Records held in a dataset

⟨

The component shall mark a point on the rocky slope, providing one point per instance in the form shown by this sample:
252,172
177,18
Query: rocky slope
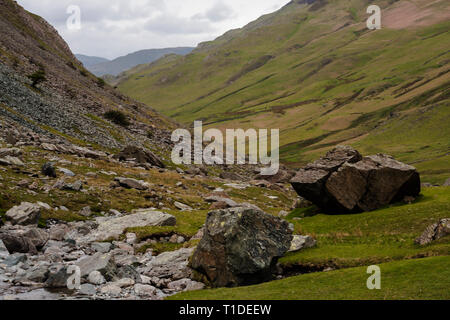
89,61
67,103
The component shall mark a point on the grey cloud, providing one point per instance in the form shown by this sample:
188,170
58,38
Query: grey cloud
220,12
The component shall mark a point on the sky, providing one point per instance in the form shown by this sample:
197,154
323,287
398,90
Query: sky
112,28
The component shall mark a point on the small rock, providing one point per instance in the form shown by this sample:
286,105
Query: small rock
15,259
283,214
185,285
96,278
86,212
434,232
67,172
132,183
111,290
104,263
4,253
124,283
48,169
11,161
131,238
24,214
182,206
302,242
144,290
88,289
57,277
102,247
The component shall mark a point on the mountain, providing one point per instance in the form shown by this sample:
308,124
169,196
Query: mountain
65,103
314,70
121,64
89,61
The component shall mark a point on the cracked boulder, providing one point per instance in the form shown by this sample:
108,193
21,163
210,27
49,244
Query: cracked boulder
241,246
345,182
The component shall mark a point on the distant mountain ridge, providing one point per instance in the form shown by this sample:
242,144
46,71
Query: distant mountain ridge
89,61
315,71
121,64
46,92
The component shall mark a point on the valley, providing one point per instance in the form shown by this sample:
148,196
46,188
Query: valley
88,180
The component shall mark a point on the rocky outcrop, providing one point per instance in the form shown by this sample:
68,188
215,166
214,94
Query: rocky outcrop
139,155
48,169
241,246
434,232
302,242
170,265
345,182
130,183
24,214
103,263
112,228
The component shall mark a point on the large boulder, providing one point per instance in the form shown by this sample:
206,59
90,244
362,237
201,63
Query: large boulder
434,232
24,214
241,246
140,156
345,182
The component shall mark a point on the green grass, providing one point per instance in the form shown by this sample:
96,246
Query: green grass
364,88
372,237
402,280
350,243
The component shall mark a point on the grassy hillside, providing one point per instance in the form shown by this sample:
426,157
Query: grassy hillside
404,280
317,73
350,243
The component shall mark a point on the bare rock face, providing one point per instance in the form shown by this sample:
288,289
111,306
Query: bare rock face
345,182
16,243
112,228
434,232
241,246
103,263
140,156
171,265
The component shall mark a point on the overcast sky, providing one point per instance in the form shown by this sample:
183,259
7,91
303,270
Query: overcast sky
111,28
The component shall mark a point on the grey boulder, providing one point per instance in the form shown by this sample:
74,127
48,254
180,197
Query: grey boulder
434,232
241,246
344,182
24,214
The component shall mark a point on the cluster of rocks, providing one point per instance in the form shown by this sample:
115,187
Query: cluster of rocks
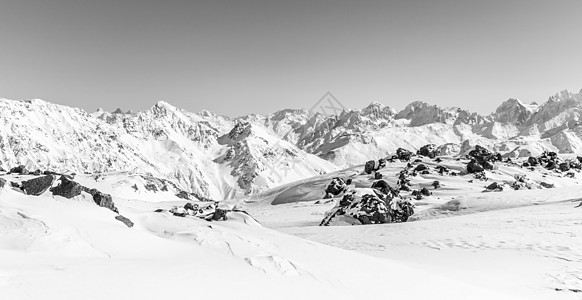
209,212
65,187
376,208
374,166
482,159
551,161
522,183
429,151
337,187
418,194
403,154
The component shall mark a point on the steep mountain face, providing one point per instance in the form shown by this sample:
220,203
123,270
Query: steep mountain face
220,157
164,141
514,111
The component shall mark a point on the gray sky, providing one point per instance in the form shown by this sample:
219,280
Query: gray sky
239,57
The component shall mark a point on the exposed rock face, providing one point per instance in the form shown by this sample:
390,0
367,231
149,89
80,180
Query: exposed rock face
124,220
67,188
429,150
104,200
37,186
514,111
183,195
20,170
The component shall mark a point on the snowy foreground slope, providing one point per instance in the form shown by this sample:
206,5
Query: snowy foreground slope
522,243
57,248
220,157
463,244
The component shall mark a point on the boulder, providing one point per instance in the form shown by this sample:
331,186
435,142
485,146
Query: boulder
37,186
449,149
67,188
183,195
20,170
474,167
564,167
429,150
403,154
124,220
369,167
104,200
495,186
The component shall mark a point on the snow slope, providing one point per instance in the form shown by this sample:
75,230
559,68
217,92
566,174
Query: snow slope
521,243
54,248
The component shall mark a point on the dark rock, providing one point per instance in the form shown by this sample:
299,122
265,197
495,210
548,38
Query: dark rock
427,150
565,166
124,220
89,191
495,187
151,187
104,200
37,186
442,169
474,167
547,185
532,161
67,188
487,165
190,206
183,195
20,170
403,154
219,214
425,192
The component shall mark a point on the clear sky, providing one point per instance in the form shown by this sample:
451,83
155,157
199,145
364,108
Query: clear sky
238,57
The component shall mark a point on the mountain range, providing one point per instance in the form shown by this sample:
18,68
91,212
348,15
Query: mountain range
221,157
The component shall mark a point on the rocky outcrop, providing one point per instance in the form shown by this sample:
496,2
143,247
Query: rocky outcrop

⟩
⟨

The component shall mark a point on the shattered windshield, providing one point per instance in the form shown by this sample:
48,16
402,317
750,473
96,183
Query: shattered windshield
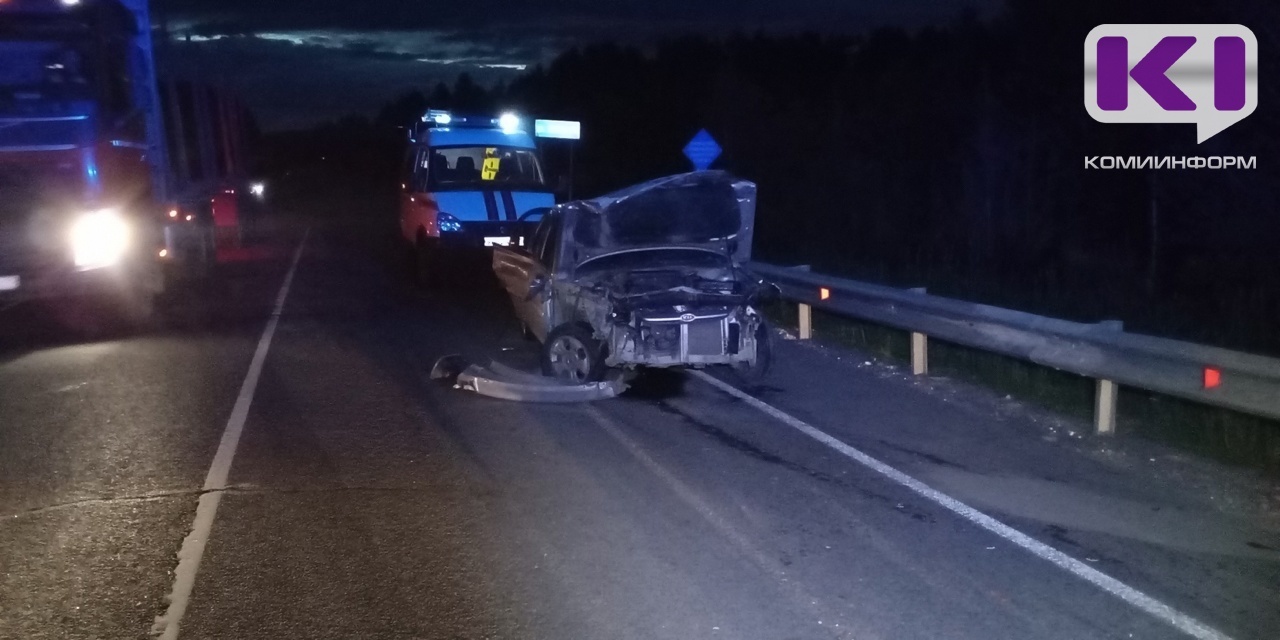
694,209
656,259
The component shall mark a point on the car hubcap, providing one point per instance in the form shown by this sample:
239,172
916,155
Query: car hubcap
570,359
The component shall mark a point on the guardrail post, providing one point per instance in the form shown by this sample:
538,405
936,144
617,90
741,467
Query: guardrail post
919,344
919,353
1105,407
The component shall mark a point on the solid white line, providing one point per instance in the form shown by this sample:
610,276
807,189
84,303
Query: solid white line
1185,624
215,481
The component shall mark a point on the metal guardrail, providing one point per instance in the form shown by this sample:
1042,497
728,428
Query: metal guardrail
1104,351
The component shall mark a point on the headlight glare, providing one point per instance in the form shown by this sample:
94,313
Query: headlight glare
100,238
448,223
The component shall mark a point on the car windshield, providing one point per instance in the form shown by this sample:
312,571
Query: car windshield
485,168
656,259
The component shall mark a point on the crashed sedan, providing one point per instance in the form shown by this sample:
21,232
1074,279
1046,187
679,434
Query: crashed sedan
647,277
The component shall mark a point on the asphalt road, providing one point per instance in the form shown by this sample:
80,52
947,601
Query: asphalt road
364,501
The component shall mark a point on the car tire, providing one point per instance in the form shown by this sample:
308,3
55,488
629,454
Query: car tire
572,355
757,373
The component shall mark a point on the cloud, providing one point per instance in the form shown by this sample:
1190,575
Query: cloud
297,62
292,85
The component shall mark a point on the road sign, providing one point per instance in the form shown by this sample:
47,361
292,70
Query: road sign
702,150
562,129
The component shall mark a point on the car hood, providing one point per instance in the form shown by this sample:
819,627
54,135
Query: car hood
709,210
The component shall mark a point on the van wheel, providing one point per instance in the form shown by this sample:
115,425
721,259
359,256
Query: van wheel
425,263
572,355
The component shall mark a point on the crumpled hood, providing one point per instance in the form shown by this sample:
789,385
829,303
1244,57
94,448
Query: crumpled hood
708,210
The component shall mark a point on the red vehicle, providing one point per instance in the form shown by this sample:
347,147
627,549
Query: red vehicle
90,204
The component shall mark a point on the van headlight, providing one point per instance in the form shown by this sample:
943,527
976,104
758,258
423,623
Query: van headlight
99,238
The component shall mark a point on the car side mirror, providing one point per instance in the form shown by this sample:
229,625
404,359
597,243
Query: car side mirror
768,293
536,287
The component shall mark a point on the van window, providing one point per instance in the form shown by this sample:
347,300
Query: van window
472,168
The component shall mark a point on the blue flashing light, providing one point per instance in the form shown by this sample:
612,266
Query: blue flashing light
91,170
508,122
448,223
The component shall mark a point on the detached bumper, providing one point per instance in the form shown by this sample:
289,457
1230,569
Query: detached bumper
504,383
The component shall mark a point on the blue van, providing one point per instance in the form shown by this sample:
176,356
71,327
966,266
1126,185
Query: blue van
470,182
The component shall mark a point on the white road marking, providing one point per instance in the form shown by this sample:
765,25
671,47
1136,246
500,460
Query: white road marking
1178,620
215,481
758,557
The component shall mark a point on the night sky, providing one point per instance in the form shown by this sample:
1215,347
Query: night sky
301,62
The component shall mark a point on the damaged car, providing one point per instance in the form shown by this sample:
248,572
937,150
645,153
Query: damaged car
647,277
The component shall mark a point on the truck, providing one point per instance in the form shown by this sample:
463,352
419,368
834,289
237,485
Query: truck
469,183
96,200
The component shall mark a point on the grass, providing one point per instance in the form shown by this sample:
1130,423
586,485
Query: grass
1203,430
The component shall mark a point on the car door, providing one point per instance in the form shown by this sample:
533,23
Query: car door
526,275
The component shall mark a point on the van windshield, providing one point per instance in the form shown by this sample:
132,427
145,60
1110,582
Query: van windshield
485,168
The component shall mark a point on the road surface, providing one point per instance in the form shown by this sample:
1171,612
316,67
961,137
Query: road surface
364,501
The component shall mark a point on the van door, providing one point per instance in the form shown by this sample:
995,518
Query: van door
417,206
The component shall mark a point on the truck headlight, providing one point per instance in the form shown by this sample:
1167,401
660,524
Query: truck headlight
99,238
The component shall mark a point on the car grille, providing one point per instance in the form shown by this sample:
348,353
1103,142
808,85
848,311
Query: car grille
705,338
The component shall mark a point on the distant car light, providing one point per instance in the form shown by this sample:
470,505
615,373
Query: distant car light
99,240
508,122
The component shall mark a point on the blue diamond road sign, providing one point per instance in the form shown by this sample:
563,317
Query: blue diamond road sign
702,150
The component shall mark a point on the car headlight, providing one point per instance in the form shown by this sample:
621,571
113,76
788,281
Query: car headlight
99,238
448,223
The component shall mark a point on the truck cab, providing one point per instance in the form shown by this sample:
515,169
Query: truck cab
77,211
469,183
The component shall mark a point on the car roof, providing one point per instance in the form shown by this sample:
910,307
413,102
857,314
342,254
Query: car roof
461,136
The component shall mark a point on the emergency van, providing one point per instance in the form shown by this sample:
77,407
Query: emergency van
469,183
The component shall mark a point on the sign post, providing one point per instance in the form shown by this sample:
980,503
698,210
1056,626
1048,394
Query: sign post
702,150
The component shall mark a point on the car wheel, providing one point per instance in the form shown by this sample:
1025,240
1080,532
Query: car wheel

⟩

**EXERCISE**
List each line of the material above that contains the string "blue". Case matters.

**THE OUTPUT**
The component shall mark a point on the blue flashing light, providing one point per instance in the form shown by this sample:
Query: blue flashing light
The component shall mark a point on the blue van, providing one point per instance in the form shown by this sample:
Query: blue van
The component shall mark a point on the blue diamond road sign, providing one point per instance in the form shown by this sample:
Query: blue diamond road sign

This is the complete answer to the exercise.